• **Source excerpt**
Re: xmalloc string functions



Jeffrey Stedfast wrote, On 03/02/08 06:57:
On Thu, 31 Jan 2008 11:44:57 +0000, Richard Bos wrote:

ymuntyan@xxxxxxxxx wrote:

But it's not true, there are ifs and buts. Using glib, you *can* do
stuff when malloc() fails. Yes, using glib all you sensibly can do on
malloc() failure is some sort of emergency work and quit. If your
application requires more, then you don't want to use glib, that's it.
But I claim that for 'regular' desktop applications that is quite
enough.
If your regular desktop application is a clock, perhaps. If it holds any
user input, and for this the application can be as simple as a
calculator, it is not nearly enough. Consider how irritating it would be
to type half a dozen numbers, of twenty digits each, and a handful of
operations, only to have your application crash because it could not get
the memory for that last comlpex calculation. At the very least, your
app should put up a message box saying "Out of memory - could not
compute"

what if the system doesn't even have enough memory to pop up such a dialog? Likely it'd take far more resources to display said dialog than it would take to make the calculation ;-)

Have it pre-created together with all the resources it will require, then it doesn't need any more resources.

, and then let you copy the previous twenty-digit result into
another document for safe keeping.

ah, but that also requires a clipboard memory buffer be allocated... but you have no memory left ;-)

Have it pre-created, then if you need a larger buffer for the next step and you can't enlarge it you only loose that last step.

• **Requests**
- A) Reproduce the mailing-list post about xmalloc string functions word for word, in full.
- B) Output the entries as a CSV with the columns instruction and points, one row per entry, where each field is quoted and line breaks are replaced with spaces. Include only the entries from the first one through the line containing "[[302, 225]]".
The mailing-list post and the entries have nothing to do with each other.

(Excerpts from location labeling data)
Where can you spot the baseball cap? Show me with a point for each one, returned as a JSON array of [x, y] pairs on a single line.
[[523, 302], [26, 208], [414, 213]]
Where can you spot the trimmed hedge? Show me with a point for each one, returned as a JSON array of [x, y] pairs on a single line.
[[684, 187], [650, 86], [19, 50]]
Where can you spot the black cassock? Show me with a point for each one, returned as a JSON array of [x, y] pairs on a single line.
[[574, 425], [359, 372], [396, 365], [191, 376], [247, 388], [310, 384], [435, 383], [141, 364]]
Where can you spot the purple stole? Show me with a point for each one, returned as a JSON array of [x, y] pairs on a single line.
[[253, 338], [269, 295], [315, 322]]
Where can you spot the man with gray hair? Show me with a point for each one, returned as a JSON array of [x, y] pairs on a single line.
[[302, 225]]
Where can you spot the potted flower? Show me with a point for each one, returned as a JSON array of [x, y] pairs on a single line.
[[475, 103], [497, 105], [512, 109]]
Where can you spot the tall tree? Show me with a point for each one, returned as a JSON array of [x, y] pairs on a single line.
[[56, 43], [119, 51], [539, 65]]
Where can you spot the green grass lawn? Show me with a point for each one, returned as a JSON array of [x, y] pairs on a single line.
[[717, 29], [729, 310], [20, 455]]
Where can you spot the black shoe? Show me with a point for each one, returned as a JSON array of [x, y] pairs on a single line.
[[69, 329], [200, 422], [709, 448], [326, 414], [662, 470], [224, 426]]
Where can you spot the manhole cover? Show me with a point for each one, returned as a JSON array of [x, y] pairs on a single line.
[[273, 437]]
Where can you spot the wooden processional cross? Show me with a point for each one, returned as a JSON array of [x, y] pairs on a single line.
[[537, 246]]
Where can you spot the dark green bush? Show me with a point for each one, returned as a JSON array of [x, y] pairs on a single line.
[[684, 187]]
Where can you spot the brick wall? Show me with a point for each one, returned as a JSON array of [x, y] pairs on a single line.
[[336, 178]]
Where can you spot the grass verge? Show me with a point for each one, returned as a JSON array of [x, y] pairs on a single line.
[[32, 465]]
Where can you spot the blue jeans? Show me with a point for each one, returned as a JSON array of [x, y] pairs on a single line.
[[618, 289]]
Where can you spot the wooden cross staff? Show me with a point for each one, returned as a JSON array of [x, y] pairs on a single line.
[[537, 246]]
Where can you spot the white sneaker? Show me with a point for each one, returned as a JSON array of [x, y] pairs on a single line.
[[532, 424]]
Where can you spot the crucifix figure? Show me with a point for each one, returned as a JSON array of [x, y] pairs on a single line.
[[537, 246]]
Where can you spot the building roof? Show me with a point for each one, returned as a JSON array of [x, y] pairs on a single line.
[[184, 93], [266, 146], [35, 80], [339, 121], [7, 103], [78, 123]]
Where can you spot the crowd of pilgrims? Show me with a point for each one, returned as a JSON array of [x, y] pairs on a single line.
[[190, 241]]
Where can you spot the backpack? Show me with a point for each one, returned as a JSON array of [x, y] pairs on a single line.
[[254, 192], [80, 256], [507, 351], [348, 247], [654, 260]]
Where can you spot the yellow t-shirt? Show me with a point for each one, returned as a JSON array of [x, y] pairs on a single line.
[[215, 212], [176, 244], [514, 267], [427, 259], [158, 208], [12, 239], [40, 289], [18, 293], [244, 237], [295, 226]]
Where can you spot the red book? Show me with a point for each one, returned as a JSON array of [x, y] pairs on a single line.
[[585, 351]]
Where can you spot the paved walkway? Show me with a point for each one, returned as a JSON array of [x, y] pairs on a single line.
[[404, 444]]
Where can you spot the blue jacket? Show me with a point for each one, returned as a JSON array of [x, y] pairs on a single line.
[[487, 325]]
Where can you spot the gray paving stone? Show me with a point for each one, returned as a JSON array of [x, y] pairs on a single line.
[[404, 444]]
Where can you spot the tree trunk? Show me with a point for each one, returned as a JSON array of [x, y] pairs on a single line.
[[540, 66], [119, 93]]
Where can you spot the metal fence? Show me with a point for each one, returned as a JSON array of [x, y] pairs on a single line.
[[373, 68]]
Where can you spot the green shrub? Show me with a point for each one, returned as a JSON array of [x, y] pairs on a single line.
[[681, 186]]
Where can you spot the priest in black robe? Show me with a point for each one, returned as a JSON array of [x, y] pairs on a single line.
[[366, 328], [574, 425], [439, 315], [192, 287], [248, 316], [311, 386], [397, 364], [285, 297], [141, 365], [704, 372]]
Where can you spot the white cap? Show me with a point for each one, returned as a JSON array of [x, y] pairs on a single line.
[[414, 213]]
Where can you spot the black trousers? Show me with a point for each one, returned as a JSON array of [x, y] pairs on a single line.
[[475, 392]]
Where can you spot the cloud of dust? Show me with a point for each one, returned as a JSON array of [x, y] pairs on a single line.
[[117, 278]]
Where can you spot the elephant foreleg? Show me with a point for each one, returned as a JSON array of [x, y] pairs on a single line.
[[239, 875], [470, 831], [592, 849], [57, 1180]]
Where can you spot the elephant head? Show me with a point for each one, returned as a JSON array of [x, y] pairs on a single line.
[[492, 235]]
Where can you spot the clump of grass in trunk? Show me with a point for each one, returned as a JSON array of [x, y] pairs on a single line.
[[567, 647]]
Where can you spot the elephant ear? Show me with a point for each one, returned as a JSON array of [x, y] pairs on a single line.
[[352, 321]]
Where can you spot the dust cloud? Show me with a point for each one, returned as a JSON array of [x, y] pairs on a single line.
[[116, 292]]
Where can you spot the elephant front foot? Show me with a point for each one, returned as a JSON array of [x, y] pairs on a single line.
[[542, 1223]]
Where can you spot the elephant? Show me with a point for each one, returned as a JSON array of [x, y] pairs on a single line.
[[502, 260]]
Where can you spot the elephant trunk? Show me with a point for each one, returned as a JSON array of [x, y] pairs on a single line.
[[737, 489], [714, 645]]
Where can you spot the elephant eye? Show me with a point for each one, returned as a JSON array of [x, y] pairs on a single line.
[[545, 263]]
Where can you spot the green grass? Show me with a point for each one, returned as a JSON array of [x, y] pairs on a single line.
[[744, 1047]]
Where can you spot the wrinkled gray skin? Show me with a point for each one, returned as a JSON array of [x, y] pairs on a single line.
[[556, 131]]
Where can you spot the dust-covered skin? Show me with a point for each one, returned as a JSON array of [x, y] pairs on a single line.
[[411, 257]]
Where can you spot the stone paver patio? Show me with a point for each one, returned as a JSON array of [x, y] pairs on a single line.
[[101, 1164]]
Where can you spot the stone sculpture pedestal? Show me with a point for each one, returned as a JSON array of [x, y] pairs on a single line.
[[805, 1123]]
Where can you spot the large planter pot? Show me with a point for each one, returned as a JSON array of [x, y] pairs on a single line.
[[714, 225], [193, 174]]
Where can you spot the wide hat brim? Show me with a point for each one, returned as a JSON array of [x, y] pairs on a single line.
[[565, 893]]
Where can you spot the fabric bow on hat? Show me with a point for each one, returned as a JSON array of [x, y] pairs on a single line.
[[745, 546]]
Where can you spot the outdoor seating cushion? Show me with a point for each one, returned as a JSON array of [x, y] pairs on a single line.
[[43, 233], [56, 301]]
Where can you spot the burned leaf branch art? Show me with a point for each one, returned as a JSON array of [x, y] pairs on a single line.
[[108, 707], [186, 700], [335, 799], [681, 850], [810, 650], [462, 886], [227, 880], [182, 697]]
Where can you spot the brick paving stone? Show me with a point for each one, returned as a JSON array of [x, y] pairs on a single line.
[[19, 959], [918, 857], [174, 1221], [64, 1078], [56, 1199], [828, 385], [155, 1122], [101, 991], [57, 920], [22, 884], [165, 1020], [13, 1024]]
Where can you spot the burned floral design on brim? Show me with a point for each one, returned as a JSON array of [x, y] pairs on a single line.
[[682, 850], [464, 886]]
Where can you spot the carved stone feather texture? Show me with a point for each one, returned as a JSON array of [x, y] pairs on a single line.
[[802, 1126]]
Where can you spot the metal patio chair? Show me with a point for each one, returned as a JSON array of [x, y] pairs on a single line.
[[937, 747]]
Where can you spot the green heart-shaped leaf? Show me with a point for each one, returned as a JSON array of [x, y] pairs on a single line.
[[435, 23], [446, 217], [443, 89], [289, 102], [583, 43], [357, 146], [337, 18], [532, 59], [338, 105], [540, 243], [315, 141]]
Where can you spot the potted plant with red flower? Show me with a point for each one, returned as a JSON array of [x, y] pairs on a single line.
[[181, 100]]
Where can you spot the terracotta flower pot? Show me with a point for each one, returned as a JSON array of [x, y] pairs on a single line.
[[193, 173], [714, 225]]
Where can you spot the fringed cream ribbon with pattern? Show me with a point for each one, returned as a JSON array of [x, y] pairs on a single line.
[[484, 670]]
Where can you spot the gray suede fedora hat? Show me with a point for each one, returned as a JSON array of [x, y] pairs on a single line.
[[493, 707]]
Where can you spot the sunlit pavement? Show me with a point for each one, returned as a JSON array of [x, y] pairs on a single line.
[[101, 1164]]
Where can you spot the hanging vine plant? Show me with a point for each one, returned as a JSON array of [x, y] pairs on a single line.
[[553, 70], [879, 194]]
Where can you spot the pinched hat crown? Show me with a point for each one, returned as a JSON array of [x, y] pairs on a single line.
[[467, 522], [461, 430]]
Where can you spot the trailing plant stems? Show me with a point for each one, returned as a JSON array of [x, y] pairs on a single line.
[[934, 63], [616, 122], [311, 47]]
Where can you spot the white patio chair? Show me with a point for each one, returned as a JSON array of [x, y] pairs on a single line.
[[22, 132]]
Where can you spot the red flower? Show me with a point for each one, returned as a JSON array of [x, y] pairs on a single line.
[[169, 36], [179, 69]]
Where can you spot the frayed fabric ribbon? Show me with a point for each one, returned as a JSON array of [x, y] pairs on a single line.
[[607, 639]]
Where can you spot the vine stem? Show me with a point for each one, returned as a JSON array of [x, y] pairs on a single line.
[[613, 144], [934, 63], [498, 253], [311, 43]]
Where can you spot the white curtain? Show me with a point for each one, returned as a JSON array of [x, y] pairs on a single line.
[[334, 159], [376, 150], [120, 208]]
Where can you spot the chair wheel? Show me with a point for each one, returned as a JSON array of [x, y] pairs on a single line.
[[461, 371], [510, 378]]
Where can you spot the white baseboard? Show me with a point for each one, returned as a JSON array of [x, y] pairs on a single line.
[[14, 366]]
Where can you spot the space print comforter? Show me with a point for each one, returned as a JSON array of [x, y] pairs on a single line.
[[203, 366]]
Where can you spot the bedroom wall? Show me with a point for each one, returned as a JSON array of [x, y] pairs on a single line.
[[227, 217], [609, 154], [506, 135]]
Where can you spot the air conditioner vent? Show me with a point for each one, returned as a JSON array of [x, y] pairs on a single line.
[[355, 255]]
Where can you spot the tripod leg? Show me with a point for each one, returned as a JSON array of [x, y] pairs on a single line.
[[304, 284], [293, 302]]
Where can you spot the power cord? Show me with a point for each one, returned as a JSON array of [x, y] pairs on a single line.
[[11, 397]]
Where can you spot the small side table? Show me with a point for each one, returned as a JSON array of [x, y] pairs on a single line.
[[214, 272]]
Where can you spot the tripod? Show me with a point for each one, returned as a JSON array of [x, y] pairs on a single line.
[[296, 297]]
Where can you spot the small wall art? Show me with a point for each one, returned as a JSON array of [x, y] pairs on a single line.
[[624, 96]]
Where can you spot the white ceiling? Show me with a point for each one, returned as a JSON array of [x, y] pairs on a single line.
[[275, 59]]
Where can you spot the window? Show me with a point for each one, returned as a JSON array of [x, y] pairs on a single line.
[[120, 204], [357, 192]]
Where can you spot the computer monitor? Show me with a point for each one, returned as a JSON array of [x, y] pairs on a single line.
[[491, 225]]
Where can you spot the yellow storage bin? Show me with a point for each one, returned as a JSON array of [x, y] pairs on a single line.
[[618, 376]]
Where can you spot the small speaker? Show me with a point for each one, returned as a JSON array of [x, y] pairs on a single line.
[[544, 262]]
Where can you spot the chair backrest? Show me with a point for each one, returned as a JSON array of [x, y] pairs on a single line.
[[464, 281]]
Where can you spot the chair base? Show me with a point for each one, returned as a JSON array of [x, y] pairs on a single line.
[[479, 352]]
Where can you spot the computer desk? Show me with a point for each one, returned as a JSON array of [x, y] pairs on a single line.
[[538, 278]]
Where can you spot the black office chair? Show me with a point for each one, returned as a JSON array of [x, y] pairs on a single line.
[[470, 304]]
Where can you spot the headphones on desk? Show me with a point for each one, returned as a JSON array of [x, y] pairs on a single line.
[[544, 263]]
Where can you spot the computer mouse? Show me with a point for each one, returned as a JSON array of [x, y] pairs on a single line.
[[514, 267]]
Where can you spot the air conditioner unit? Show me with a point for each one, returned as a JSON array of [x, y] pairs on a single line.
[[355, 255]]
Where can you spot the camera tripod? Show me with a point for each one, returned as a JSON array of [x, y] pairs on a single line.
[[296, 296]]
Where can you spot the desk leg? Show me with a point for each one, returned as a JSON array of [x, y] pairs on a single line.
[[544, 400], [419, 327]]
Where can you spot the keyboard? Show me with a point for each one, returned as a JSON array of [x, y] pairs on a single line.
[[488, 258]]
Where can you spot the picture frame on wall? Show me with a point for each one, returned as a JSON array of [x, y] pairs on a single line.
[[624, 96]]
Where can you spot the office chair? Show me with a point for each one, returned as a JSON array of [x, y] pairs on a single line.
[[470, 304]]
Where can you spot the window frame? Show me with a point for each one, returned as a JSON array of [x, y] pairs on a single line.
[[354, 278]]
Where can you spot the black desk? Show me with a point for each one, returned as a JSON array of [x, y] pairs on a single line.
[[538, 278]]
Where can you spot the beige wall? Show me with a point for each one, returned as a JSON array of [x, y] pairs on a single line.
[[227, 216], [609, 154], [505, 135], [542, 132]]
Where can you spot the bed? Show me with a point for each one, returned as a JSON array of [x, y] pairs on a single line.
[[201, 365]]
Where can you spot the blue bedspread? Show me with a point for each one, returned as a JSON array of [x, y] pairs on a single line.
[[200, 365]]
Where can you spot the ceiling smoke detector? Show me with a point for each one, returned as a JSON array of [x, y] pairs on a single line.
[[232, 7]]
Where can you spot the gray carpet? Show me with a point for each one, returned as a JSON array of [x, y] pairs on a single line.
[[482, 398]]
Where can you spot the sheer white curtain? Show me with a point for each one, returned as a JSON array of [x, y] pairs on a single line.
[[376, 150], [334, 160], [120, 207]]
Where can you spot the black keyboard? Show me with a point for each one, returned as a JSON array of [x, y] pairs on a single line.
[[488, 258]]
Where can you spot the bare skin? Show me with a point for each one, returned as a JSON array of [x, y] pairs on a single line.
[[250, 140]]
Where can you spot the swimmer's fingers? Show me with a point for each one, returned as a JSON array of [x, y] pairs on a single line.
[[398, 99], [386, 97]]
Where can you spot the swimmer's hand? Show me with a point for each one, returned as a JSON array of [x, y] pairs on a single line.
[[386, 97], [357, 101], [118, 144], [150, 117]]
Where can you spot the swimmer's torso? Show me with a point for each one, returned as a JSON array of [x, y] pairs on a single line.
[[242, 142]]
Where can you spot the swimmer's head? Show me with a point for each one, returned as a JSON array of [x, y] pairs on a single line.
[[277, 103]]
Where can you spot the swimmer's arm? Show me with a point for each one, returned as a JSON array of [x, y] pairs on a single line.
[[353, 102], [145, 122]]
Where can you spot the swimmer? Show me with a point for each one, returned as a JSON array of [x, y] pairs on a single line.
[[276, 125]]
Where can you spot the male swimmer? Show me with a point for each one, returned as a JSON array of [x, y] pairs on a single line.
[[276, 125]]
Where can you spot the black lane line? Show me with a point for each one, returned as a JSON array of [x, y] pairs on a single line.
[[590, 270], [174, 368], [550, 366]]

• **Responses to the exercise**
- A)
Re: xmalloc string functions



Jeffrey Stedfast wrote, On 03/02/08 06:57:
On Thu, 31 Jan 2008 11:44:57 +0000, Richard Bos wrote:

ymuntyan@xxxxxxxxx wrote:

But it's not true, there are ifs and buts. Using glib, you *can* do
stuff when malloc() fails. Yes, using glib all you sensibly can do on
malloc() failure is some sort of emergency work and quit. If your
application requires more, then you don't want to use glib, that's it.
But I claim that for 'regular' desktop applications that is quite
enough.
If your regular desktop application is a clock, perhaps. If it holds any
user input, and for this the application can be as simple as a
calculator, it is not nearly enough. Consider how irritating it would be
to type half a dozen numbers, of twenty digits each, and a handful of
operations, only to have your application crash because it could not get
the memory for that last comlpex calculation. At the very least, your
app should put up a message box saying "Out of memory - could not
compute"

what if the system doesn't even have enough memory to pop up such a dialog? Likely it'd take far more resources to display said dialog than it would take to make the calculation ;-)

Have it pre-created together with all the resources it will require, then it doesn't need any more resources.

, and then let you copy the previous twenty-digit result into
another document for safe keeping.

ah, but that also requires a clipboard memory buffer be allocated... but you have no memory left ;-)

Have it pre-created, then if you need a larger buffer for the next step and you can't enlarge it you only loose that last step.

- B)
instruction,points
"Where can you spot the baseball cap? Show me with a point for each one, returned as a JSON array of [x, y] pairs on a single line.","[[523, 302], [26, 208], [414, 213]]"
"Where can you spot the trimmed hedge? Show me with a point for each one, returned as a JSON array of [x, y] pairs on a single line.","[[684, 187], [650, 86], [19, 50]]"
"Where can you spot the black cassock? Show me with a point for each one, returned as a JSON array of [x, y] pairs on a single line.","[[574, 425], [359, 372], [396, 365], [191, 376], [247, 388], [310, 384], [435, 383], [141, 364]]"
"Where can you spot the purple stole? Show me with a point for each one, returned as a JSON array of [x, y] pairs on a single line.","[[253, 338], [269, 295], [315, 322]]"
"Where can you spot the man with gray hair? Show me with a point for each one, returned as a JSON array of [x, y] pairs on a single line.","[[302, 225]]"